Exercise passage
^^^^^^^^
Tag: fantasy adventure

  • The Rose Field – Philip Pullman

    The Rose Field – Philip Pullman

    a book symbol, denoting a physical copy read

    The Book of Dust Book 3

    “Almost as If everything beautiful was in another world, and there was a doorway, and if I could only find it…”

    The Rose Field is the long-awaited conclusion to Philip Pullman’s Book of Dust trilogy, which follows on from His Dark Materials, the original epic fantasy/science-fiction trilogy that earned a place in hearts and bookshelves around the world over two decades ago.

    It’s impossible for me to discuss The Rose Field without situating it among the other five books in the series. Some (much) contrast and comparison and contextualisation is required – please bear with me.

    His Dark Materials follows eleven-year-old Lyra, who lives in an alternate universe much, but not quite, like our own. On gypsy river boats, the broomsticks of witches, the back of an armoured bear and the basket of a Texan aeronaut’s balloon, Lyra ventures all the way to the North Pole and into another world – where she meets Will, a fellow world-traveller from our own universe.

    As they travel between worlds together, they flee soul-sucking Spectres and befriend quadrupedal animals on wheels. They lead a march of the shadowy dead out from a purgatorial underworld and team up with fallen angels to do battle with the ultimate Authority. Flitting amongst all of this are Lyra’s own brilliant and terrible parents, partially estranged from her and each other, each pursuing their own academic obsession in parallel or perpendicular to Lyra’s endeavours.
^^^^^^^^
(Records from a dataset)
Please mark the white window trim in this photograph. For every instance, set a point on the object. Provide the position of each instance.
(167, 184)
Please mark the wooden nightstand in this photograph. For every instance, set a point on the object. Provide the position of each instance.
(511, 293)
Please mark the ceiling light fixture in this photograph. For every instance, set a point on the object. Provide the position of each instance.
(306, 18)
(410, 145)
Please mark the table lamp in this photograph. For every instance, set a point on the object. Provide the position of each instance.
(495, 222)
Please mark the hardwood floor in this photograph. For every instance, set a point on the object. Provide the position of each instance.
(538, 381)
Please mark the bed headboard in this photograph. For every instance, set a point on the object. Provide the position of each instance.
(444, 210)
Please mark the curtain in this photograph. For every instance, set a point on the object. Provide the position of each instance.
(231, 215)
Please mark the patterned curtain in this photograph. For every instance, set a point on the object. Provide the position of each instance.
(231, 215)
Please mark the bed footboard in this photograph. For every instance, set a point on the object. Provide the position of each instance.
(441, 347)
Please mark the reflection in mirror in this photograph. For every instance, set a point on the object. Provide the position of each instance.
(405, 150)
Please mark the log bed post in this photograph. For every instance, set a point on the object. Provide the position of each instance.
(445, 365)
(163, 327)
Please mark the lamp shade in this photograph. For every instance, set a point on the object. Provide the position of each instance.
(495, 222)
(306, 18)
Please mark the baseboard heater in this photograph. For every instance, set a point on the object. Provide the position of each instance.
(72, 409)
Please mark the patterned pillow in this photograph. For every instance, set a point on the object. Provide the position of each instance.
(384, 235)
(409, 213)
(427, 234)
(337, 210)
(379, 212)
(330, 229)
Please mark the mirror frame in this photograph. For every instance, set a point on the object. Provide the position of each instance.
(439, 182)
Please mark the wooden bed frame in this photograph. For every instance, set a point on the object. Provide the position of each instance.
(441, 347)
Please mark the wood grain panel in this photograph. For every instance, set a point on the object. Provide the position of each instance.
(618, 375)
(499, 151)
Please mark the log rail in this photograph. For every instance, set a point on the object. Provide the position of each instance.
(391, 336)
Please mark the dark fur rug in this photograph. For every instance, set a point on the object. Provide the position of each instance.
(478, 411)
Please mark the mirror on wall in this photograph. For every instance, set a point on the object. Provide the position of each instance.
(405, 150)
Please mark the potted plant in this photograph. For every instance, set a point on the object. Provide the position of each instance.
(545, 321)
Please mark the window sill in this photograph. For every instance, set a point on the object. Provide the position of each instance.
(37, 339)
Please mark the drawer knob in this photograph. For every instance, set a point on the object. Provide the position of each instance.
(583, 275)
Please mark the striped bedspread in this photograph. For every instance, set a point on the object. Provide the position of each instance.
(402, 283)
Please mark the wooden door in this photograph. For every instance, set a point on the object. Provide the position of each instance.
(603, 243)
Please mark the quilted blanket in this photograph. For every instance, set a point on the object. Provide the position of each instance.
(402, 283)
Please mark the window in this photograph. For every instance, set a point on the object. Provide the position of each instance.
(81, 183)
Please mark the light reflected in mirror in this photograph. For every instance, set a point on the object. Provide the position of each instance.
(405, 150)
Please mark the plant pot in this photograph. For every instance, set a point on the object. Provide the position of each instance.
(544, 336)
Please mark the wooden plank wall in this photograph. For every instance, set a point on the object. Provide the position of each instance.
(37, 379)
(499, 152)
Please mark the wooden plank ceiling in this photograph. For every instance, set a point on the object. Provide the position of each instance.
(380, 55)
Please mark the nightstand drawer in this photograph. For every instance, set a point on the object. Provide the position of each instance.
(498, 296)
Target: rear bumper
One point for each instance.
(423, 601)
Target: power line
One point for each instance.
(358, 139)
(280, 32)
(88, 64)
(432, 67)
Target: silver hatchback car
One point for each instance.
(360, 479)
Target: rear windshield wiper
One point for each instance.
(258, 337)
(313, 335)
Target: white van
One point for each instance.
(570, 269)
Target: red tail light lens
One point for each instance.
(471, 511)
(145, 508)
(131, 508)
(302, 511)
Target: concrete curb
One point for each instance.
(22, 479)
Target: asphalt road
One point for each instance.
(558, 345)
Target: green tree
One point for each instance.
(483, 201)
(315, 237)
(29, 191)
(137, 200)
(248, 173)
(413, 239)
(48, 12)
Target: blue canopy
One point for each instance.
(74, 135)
^^^^^^^^
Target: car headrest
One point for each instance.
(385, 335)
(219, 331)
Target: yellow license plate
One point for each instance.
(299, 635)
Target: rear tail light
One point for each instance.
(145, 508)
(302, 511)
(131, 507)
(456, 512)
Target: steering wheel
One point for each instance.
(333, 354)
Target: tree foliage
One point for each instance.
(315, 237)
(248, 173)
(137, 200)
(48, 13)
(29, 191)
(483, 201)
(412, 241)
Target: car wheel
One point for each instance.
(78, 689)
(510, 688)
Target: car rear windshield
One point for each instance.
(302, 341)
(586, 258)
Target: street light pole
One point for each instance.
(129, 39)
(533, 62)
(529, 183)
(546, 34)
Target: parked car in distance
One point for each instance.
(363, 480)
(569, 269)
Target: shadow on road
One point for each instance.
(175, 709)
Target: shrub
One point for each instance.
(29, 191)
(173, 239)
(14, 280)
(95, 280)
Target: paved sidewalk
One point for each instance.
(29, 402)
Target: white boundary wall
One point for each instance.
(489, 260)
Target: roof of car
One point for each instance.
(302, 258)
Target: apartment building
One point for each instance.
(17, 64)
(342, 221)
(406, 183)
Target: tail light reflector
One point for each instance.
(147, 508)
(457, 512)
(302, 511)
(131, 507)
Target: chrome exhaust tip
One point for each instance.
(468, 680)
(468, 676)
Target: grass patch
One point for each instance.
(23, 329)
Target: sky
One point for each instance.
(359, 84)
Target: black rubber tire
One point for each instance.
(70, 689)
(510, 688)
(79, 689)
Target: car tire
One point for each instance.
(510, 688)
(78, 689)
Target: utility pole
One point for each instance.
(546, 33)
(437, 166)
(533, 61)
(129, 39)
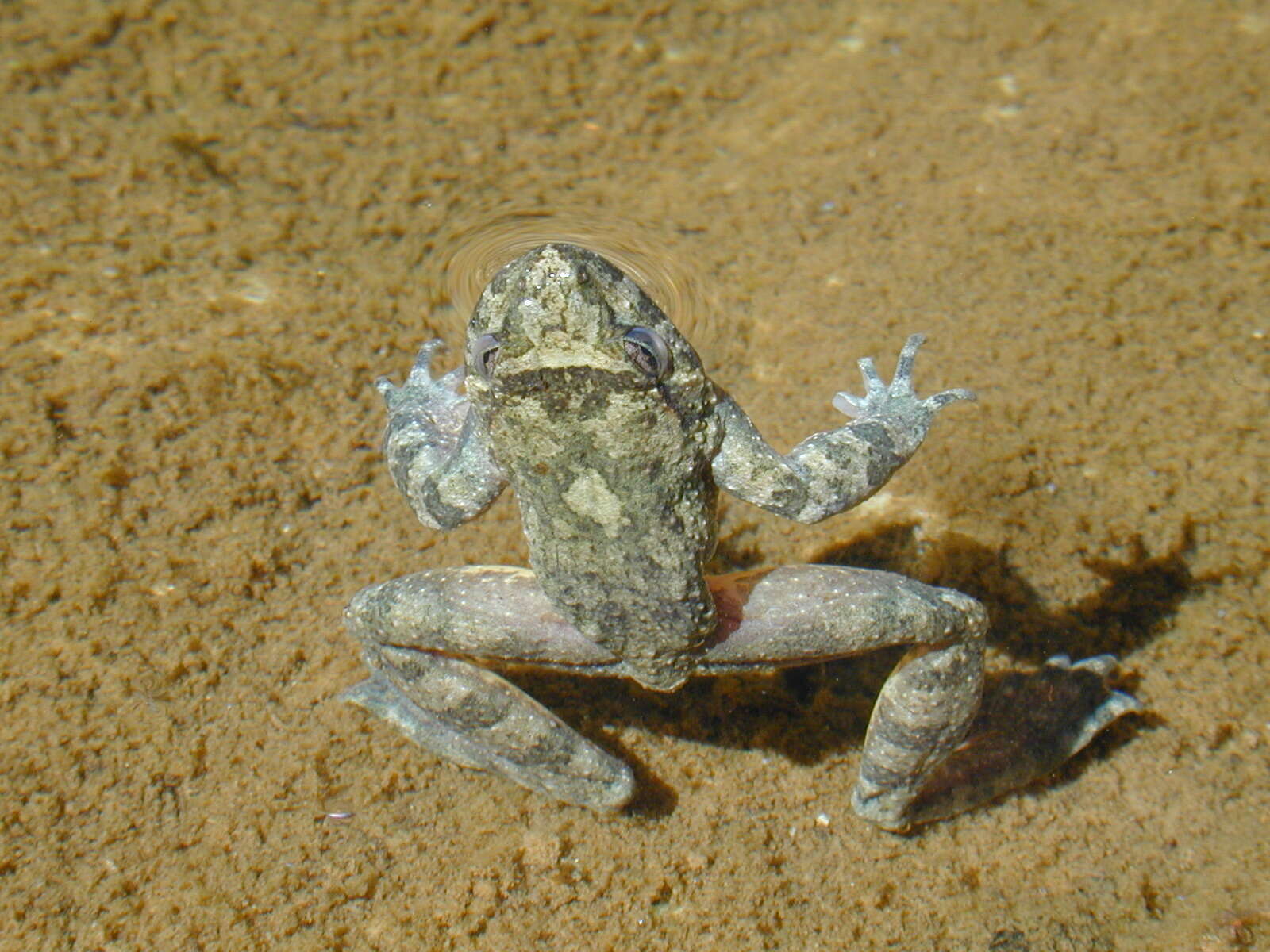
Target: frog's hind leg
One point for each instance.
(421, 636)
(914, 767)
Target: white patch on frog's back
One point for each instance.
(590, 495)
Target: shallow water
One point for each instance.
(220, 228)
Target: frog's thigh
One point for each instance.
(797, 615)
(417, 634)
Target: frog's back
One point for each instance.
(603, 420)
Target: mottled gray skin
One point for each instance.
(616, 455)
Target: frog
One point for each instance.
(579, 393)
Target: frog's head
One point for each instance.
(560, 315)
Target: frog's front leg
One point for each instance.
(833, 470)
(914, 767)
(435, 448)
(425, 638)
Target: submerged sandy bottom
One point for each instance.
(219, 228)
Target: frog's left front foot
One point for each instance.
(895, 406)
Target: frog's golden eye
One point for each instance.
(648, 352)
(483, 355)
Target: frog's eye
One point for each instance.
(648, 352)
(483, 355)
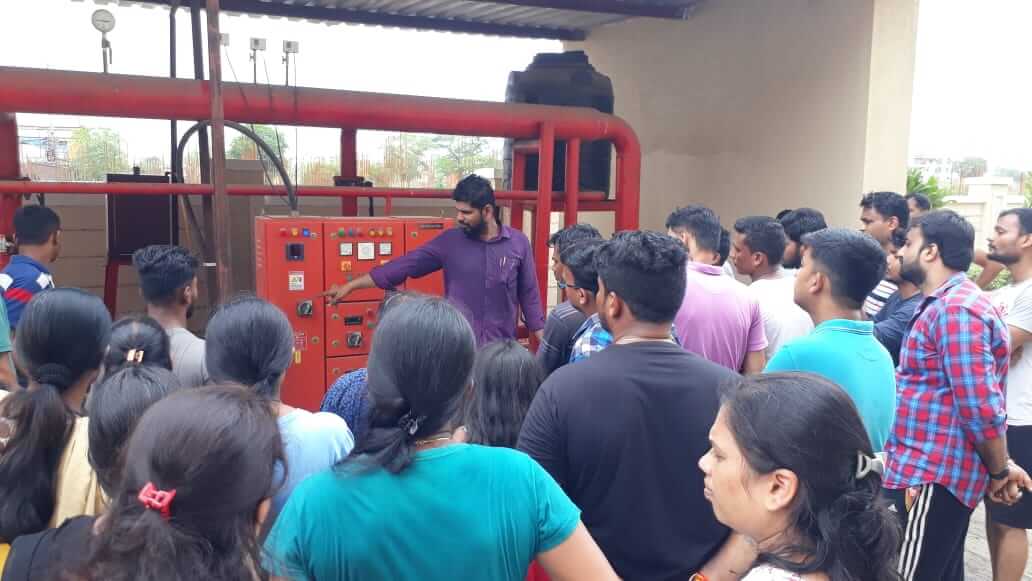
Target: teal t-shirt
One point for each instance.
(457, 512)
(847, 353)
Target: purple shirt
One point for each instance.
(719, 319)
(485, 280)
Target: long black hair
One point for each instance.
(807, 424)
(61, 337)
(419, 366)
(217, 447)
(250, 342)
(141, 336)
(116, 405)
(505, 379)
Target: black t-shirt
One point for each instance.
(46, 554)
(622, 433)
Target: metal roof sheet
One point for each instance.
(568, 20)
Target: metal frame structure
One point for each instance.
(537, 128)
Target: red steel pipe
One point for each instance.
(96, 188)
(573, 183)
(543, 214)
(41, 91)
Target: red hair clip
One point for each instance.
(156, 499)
^^^^^^^^
Questions on the material
- a) Could you write out the part of the Rose Field review that runs from "a book symbol, denoting" down to "bear with me."?
- b) Can you continue the review of The Rose Field from the point where it stops?
This material comes from a separate source.

Responses by task
- a)
a book symbol, denoting a physical copy read

    The Book of Dust Book 3

    “Almost as If everything beautiful was in another world, and there was a doorway, and if I could only find it…”

    The Rose Field is the long-awaited conclusion to Philip Pullman’s Book of Dust trilogy, which follows on from His Dark Materials, the original epic fantasy/science-fiction trilogy that earned a place in hearts and bookshelves around the world over two decades ago.

    It’s impossible for me to discuss The Rose Field without situating it among the other five books in the series. Some (much) contrast and comparison and contextualisation is required – please bear with me.

- b)
    His Dark Materials is an exploration on the nature of consciousness, the perils of religion and the possibilities of the many-worlds theory of quantum mechanics. There is a lot going on, to the point where I imagine most editors would throw up their hands and cry, ‘Leave the kitchen sink behind!’

    Despite this, or because of it, I would go so far as to call it a perfect trilogy. Notoriously difficult as it is to satisfactorily end a fantasy series, this one has an ending of such bittersweet beauty as hasn’t been seen since Frodo sailed off to the Undying Lands on an elven ship. The level of brilliance required from Pullman to perfectly achieve such an ambitious endeavour is nothing short staggering.

    If you haven’t read this trilogy (Northern Lights, The Subtle Knife and The Amber Spyglass), go and do so immediately. I promise it will enrich your life. If it doesn’t, the Spectres must have got to you already. You’ll likely find it in the children’s section, but in my many re-readings since I first devoured it in my early teenage years, I’ve found new meaning and points of reflection every time. It’s one of those books that offers a page-turning magical adventure for young readers and philosophical contemplation (plus the page-turning magic) for older ones.

    After all of this preamble, we finally get to The Book of Dust, the second trilogy, of which The Rose Field is book three (I hope you’re keeping up). Seventeen years after the final installment of His Dark Materials, we got La Belle Sauvage – a prequel featuring Lyra as a baby, in which we see the origins of political and religious machinations in her world that drive much of the original trilogy.

    The second installment in The Book of Dust (trilogy #2) is The Secret Commonwealth, which jumps forward twenty years to Lyra as a young woman, having returned to her own world to a relatively normal and uneventful life. Ten years on from The Amber Spyglass, we meet her as a shadow of her former fiery self: bored, cynical and a bit depressed.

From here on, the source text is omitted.